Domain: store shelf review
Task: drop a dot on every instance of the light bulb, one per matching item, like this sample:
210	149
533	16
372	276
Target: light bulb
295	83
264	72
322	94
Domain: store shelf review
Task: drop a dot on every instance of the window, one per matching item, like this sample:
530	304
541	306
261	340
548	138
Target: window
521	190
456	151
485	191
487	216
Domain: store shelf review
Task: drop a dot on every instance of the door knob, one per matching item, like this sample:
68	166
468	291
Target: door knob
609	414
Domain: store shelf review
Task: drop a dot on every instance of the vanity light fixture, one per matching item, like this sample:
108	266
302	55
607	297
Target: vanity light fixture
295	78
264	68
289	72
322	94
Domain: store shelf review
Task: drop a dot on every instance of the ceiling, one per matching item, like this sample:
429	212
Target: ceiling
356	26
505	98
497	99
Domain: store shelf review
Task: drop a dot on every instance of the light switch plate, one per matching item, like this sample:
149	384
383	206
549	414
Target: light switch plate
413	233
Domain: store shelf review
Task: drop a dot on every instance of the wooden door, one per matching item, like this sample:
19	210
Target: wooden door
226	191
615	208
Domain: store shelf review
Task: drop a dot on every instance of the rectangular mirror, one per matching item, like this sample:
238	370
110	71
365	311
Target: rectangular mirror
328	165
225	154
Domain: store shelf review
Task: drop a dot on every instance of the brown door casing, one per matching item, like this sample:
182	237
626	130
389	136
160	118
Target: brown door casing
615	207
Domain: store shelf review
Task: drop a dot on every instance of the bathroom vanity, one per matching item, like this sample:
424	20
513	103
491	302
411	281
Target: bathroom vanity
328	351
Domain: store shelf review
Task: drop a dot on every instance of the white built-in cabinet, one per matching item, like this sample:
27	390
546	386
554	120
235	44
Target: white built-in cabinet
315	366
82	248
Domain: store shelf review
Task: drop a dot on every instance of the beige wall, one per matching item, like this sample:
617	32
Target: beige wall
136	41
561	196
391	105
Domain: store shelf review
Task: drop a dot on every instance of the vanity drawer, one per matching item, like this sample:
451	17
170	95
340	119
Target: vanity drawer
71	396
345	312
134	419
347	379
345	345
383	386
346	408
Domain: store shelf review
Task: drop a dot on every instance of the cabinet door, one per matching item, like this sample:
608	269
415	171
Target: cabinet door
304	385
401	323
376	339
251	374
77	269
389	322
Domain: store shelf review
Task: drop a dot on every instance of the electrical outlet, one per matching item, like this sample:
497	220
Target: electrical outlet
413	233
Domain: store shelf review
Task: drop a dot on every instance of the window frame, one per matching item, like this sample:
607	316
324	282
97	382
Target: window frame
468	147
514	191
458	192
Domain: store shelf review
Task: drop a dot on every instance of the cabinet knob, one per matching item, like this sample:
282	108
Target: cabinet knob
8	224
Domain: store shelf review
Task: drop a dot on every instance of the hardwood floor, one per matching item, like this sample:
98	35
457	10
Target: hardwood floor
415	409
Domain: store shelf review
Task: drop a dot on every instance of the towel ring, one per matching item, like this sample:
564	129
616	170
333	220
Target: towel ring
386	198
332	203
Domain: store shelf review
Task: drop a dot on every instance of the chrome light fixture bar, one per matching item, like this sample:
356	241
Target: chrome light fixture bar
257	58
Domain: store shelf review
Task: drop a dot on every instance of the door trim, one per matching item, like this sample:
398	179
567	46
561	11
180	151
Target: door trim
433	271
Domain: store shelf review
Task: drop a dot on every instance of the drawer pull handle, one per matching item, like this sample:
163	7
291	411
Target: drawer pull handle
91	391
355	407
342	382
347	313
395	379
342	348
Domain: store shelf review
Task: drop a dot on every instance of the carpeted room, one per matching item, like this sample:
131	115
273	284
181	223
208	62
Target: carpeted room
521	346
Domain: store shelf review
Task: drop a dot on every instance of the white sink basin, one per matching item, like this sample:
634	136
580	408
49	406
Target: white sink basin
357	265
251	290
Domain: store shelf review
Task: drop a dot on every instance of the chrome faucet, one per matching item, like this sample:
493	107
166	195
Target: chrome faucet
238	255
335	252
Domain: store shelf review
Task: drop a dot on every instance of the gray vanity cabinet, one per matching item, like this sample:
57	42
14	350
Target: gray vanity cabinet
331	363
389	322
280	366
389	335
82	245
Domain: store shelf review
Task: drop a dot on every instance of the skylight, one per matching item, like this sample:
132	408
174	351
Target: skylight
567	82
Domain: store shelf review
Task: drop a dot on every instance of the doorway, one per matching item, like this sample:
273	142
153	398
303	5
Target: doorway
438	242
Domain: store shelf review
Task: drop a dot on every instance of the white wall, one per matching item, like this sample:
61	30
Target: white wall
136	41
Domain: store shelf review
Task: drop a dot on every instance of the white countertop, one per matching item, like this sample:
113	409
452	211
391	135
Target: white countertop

• Task details
All of the material shown above should be written out exactly.

• Solution
Domain: store shelf review
Task: drop a dot on every instance of the light bulb, one per matching item, like this sample:
210	149
533	16
372	276
Target: light bulb
295	83
264	72
322	94
Domain: store shelf review
Task: drop a dot on every instance of the window, one per matching item, like this sample:
530	304
541	306
261	340
548	138
Target: window
521	190
456	151
485	191
487	216
Domain: store shelf review
Task: drop a dot on every instance of the door knob, one per matching item, like this sample:
68	166
468	291
Target: door knob
609	414
Domain: store shelf review
Task: drop a dot on every instance of the vanity light fixture, one per matching item, like this sample:
108	266
302	55
607	297
Target: vanity light fixture
295	78
264	68
289	72
322	94
Domain: store shelf review
Task: drop a dot on every instance of the ceiling, one per matching item, like this sample:
429	212
Target: ceiling
356	26
505	98
497	99
Domain: store shelf review
Task: drop a dot on every instance of the light switch plate, one per matching item, like this sample:
149	384
383	206
549	414
Target: light switch plate
413	233
Domain: store shelf review
Task: drop a dot on every instance of the wooden door, one per matching item, like this sample:
19	210
Target: wooden door
226	191
615	208
Domain: store shelf review
Task: drop a dot on every instance of the rectangular mirror, one per matching item, like this sample:
238	370
110	71
365	311
Target: rectangular mirror
328	165
225	154
Domain: store shelf review
Task: drop a dot on every instance of the brown door casing, one per matching item, like this sample:
182	237
626	130
389	136
160	118
Target: brown door casing
615	207
Domain: store shelf review
Task: drop a dot on every instance of the bathroom vanity, one per matching item, like this sample:
424	20
513	103
491	302
411	281
Target: bathroom vanity
328	351
Domain: store shelf review
Task: drop a dot on every instance of the white built-in cabinet, one per matching item, like this sample:
27	390
546	386
554	120
235	44
Target: white built-in cabinet
315	366
82	248
Domain: store shelf review
Task: drop a dot on every instance of the beige wall, one per matching item, like this sample:
617	32
Target: beige wall
136	41
561	196
391	105
Domain: store shelf review
Task: drop a dot on every instance of the vanity drawer, one per matching item, like this sample:
451	17
170	95
340	119
Target: vanity drawer
71	396
345	312
134	419
347	379
345	345
383	386
346	408
Domain: store shelf review
Task: drop a dot on every instance of the cabinet door, one per matching item, like this sample:
608	269
415	171
Target: cabinet door
304	385
401	323
376	339
251	374
77	269
389	322
Domain: store shelf review
Task: drop a dot on every instance of the electrical outlet, one per matching item, like this sample:
497	220
Target: electrical outlet
413	233
Domain: store shelf review
Task: drop a dot on every instance of the window frame, one per matching item, like this sample:
607	316
324	282
97	382
Target: window frame
468	147
514	191
458	192
Domain: store shelf review
Task: drop a dot on every instance of the cabinet knob, one per matching item, like this sample:
282	108
Target: cabinet knob
8	224
Domain: store shelf review
Task: drop a dot on every instance of the hardwood floor, one per matching item, like this sample:
98	35
457	10
Target: hardwood floor
415	409
Domain: store shelf review
Task: drop a dot on every instance of the towel ring, one per matching item, like this sample:
564	129
616	170
333	220
Target: towel ring
386	198
332	203
Domain: store shelf review
Task: drop a dot on every instance of the chrome light fixture bar, one per matching item, like this sample:
356	241
Target: chrome light fixture bar
257	58
Domain: store shelf review
Task: drop a dot on every instance of the door trim, one per matching item, like this sample:
398	179
567	46
561	11
180	151
Target: door trim
433	271
Domain: store shelf review
Task: drop a dot on every instance of the drawer pull handle, one per matching item, like this sample:
163	7
291	411
Target: drawer pull handle
91	391
355	407
342	382
347	313
395	379
342	348
Domain: store shelf review
Task: drop a dot on every instance of the carpeted room, one per matching item, like this sample:
131	115
273	284
181	223
208	62
Target: carpeted room
521	346
Domain: store shelf review
Task: drop a dot on every instance of the white sink basin, one per matching item, like this sample:
634	136
580	408
49	406
Target: white sink basin
357	265
251	290
Domain: store shelf review
Task: drop a dot on every instance of the chrome faucet, one per matching item, like this sample:
493	107
166	195
Target: chrome faucet
238	255
335	252
Domain: store shelf review
Task: drop a dot on every instance of the gray vanity cabinet, one per matching item, like this sample:
57	42
14	350
Target: gray vanity cabinet
331	363
389	322
280	366
389	335
82	245
Domain: store shelf review
Task: drop a dot on every instance of the skylight, one per matching item, like this sample:
132	408
174	351
Target: skylight
567	82
Domain: store shelf review
Task: drop a dot on every instance of the doorway, one per matching item, like this sample:
273	142
153	398
303	5
Target: doorway
438	242
Domain: store shelf review
Task: drop a dot on every instance of the white wall, one per matching item, like this sample:
61	30
Target: white wall
136	41
Domain: store shelf review
Task: drop a dot on every instance of the white countertop, one per matching item, like this sample:
113	409
452	211
391	135
Target: white countertop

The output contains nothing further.